Saved entries

════

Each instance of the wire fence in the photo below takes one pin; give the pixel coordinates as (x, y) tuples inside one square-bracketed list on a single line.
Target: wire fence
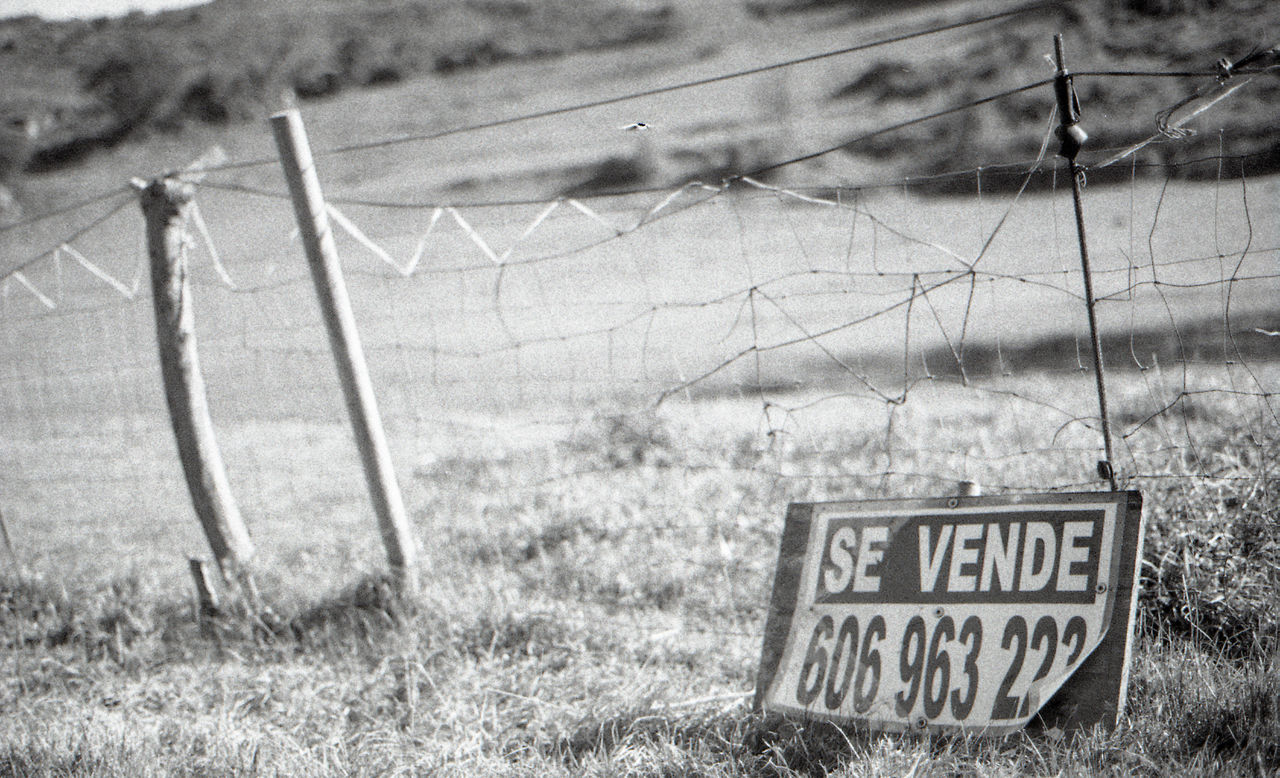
[(667, 362)]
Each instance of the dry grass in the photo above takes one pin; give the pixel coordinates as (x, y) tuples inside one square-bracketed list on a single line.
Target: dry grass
[(603, 618)]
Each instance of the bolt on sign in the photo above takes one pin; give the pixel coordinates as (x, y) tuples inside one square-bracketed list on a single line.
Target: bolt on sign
[(973, 613)]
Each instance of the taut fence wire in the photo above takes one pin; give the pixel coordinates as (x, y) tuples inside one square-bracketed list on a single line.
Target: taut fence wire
[(705, 351)]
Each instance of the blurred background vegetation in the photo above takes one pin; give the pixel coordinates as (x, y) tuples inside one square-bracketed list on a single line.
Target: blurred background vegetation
[(87, 85)]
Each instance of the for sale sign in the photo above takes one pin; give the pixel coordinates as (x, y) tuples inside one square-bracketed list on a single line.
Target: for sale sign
[(961, 613)]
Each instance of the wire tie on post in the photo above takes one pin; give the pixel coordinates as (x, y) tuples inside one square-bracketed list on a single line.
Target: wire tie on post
[(1070, 132)]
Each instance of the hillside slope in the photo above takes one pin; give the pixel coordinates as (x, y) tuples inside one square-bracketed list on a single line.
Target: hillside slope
[(104, 83)]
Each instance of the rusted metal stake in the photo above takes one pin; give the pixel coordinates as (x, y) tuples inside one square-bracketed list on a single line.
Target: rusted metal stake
[(1073, 138)]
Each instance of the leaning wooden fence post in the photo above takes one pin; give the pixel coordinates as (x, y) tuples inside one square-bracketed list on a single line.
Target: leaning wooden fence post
[(291, 140), (164, 205)]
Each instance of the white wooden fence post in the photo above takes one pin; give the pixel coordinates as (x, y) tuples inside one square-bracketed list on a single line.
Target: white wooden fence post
[(291, 140), (164, 205)]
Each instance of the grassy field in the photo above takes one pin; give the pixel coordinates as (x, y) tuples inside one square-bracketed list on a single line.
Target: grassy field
[(597, 564), (593, 604)]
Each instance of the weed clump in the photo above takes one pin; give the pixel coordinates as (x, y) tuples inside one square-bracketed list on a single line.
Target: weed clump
[(1212, 570)]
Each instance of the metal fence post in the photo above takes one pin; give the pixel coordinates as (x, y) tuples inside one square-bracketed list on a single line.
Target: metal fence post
[(1073, 137)]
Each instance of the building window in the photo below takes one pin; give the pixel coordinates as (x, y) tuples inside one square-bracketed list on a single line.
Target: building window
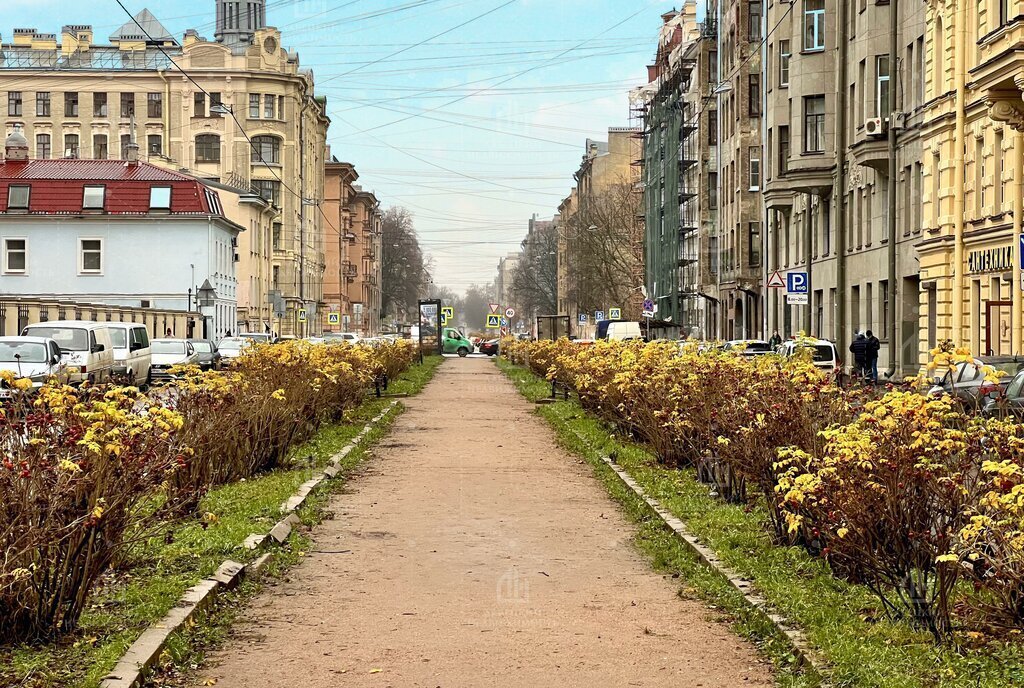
[(127, 104), (754, 154), (92, 198), (268, 188), (266, 149), (754, 87), (882, 88), (814, 124), (90, 256), (784, 53), (754, 20), (43, 146), (17, 197), (160, 198), (99, 104), (99, 146), (754, 244), (814, 25), (155, 104), (15, 255), (71, 145), (71, 103), (208, 148)]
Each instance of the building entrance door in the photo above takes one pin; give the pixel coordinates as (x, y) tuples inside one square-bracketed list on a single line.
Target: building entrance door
[(998, 324)]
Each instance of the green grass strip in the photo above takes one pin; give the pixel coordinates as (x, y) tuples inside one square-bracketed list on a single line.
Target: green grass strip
[(844, 621)]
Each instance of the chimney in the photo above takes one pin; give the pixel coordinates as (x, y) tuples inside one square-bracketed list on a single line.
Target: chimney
[(16, 147)]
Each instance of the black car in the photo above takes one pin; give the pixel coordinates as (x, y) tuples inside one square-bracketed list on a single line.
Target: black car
[(489, 347), (209, 356)]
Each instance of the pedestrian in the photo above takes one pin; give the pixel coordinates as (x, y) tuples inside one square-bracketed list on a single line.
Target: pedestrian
[(859, 350), (873, 346)]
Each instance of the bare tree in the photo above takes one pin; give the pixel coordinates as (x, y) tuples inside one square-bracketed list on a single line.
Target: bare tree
[(605, 252), (404, 271)]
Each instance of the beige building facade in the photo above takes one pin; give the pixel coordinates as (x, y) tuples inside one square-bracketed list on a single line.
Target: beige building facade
[(973, 156), (246, 116)]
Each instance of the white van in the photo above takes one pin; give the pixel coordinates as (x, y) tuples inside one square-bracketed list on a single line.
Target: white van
[(132, 357), (86, 347)]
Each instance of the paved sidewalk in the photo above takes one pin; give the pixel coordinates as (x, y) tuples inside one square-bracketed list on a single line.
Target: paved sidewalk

════

What's needed is an exact copy of every entry, free of pictures.

Each instance of the wire fence in the photo below takes one pin; give the pixel coordinates as (x, y) tuples inside one square-bracketed list on a single line.
Target: wire fence
[(667, 362)]
Each instance of the dry grass in the photo above takes one pin; give the pixel coordinates as (x, y) tuples inside one square-bracketed list on a single line.
Target: dry grass
[(603, 618)]
Each instance of the bolt on sign in the photo above takes one pin; give the pixel coordinates as (x, y) tuples inside one square-bracketed list on a single line.
Target: bolt on sign
[(973, 613)]
Each instance of the taut fence wire in the photo above takes one pin; give the pixel coordinates as (x, y) tuples inside one square-bracketed list on a single line.
Target: taut fence wire
[(705, 351)]
Each instance of the blurred background vegetation in the photo above takes one pin; give the pixel coordinates as (x, y) tuples inside one square-bracketed list on a single line.
Target: blurred background vegetation
[(87, 85)]
Each instance of the for sale sign in the photo above takes one pin; give the pixel coordinates as (x, y) tuples inside one square-bracketed list on a single line.
Target: for sale sign
[(961, 613)]
Each instance of the wire tie on post in the photo above takes one pin; give the pixel coordinates as (x, y) tuples inside one square-bracketed list on a single line.
Target: wire tie on post
[(1070, 132)]
Each instance of the hillside slope in the photo above takes one pin; give the pixel coordinates as (x, y) tuples inside one square-bracketed list on a single line.
Target: hillside slope
[(104, 83)]
Each instance of the rusted metal stake in the photo above takes one pin; give the pixel coordinates as (x, y) tuples inside one square-bracketed list on a single line.
Target: rusted metal stake
[(1073, 138)]
Each instance of the leaning wooden fence post in the photo above takes one pin; give the pixel coordinates as (x, y) tuples inside one square-bracketed list on a single line.
Target: leaning wooden fence post
[(291, 140), (164, 205)]
Each instance of the white wooden fence post in the photo above takes one pin; give the pixel coordinates as (x, y) tuples inside one square-bracketed list on a single line.
Target: white wooden fence post
[(291, 140), (164, 205)]
Each instance of the grassy field in the photo above takes one pin; give the pixel coordinates as (x, y) tuples inside one square-bracketed list on a single line.
Target: grassy field
[(597, 564), (593, 604)]
Each instance of the weed clump in the photo above takes one pin; give the pixel coordinates as (x, y) tuples inside one square-bracketed list on a single line.
Target: weed clump
[(1212, 570)]
Each instance of the metal fence post in the photo above takes one pin; give the pixel coordinates as (x, y) tuples inside one square-bracketed list on a single line.
Target: metal fence post
[(1073, 137)]
Each instance of the building window in the photo below takes one pin; give the pixel coordinates as (x, y) tuples inside one square-bracketed list on a single line.
Target: building window
[(127, 104), (754, 154), (92, 198), (268, 188), (266, 149), (754, 87), (882, 88), (814, 124), (90, 256), (784, 53), (754, 20), (43, 146), (17, 197), (160, 198), (99, 104), (99, 146), (754, 244), (814, 25), (155, 104), (15, 255), (71, 145), (71, 103), (208, 148)]
Each instance of the building entrance door in the photo above takes one pin; give the pixel coordinates as (x, y) tuples inside one square-bracketed list on a single line.
Target: building entrance door
[(998, 324)]
Each instance of the green grass strip in the photo above takes one pin; give the pixel coordinates as (x, y) tuples inside one square-bracketed list on a single line.
Target: green grass strip
[(844, 621)]
Each instance of the chimney in the photo above takes one pin; give the pixel coordinates as (x, y) tuples inside one square-bracketed list on a single line.
Target: chimney
[(16, 147)]
Each instance of the black car in the photo above takes one pin; give the pixel coordinates as (x, y) tuples inside one square-bracketed list on a single line.
Target: black car
[(489, 347), (209, 356)]
Each instance of the pedestrian in the photo above takes one pin; give the pixel coordinates as (x, y) tuples inside one square-bracketed list on a single line.
Target: pedestrian
[(859, 350), (873, 346)]
Each instance of the bare tree in the photo above takes one pin; give the pixel coordinates as (x, y) tuples inside one square-bracketed list on a single line.
Target: bare tree
[(605, 252), (404, 271)]
Each instance of the beige building facade in the photo above takes one pin; give the pixel coordinates as (x, y) tuples inside one square-bracketed list on a single line.
Target: beige building facade
[(973, 156), (246, 116)]
Each instance of the white van in the photo above takes one pin; give the pixel coordinates as (x, y) tuples inside one square-bracketed list on a single line.
Target: white van
[(132, 357), (86, 347)]
Each instance of the paved sidewalk in the photo above takes one pin; give the pixel coordinates as (x, y) tuples inside one square-bracketed list on a single line.
Target: paved sidewalk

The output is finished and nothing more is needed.